Copy the entries from the beginning through the line containing "[[337, 229], [337, 223], [313, 223], [313, 229]]", changing "lowloader trailer" to "flatbed trailer" and leaving everything else unchanged.
──────────────────────────────
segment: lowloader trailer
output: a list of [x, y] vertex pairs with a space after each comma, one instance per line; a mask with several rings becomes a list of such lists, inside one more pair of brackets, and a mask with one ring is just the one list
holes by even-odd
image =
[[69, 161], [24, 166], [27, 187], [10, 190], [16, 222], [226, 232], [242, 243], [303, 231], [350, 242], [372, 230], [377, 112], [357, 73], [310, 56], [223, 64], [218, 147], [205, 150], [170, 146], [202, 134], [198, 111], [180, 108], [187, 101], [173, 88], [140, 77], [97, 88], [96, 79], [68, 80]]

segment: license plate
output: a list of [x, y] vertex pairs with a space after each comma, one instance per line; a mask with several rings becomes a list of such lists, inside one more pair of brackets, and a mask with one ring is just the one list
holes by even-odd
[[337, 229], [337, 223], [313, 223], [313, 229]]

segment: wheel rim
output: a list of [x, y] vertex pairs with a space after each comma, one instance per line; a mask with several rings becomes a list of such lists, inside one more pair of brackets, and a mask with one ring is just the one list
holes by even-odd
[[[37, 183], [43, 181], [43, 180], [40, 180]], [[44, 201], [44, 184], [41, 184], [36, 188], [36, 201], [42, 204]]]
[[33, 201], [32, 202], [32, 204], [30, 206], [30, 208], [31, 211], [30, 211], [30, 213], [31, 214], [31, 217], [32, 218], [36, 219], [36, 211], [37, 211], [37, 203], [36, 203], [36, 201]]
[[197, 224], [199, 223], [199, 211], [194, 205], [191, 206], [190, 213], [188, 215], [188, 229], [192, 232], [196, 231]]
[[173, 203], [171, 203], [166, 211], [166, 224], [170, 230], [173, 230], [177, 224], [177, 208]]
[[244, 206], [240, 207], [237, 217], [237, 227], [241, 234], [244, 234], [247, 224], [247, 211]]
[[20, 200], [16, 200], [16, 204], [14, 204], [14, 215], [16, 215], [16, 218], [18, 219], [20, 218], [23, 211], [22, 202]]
──────────────────────────────
Solution to the problem:
segment: flatbed trailer
output: a list of [x, y] vertex pairs with a space after each comma, one instance per line; a mask with several rings becomes a list of such lists, inside one more pair of brackets, and a mask with one ring is just the one list
holes by even-odd
image =
[[69, 161], [24, 166], [27, 187], [10, 190], [16, 222], [226, 232], [242, 243], [303, 231], [350, 242], [372, 230], [377, 112], [357, 73], [310, 56], [223, 64], [218, 147], [205, 150], [170, 146], [202, 134], [198, 111], [180, 108], [187, 101], [173, 88], [140, 77], [97, 88], [96, 79], [68, 80]]

segment: license plate
output: a list of [x, y] vertex pairs with a space after each comma, one instance per line; a mask with several rings becomes a list of such lists, inside one more pair of brackets, and a mask with one ring is just the one list
holes by even-odd
[[337, 229], [337, 223], [313, 223], [313, 229]]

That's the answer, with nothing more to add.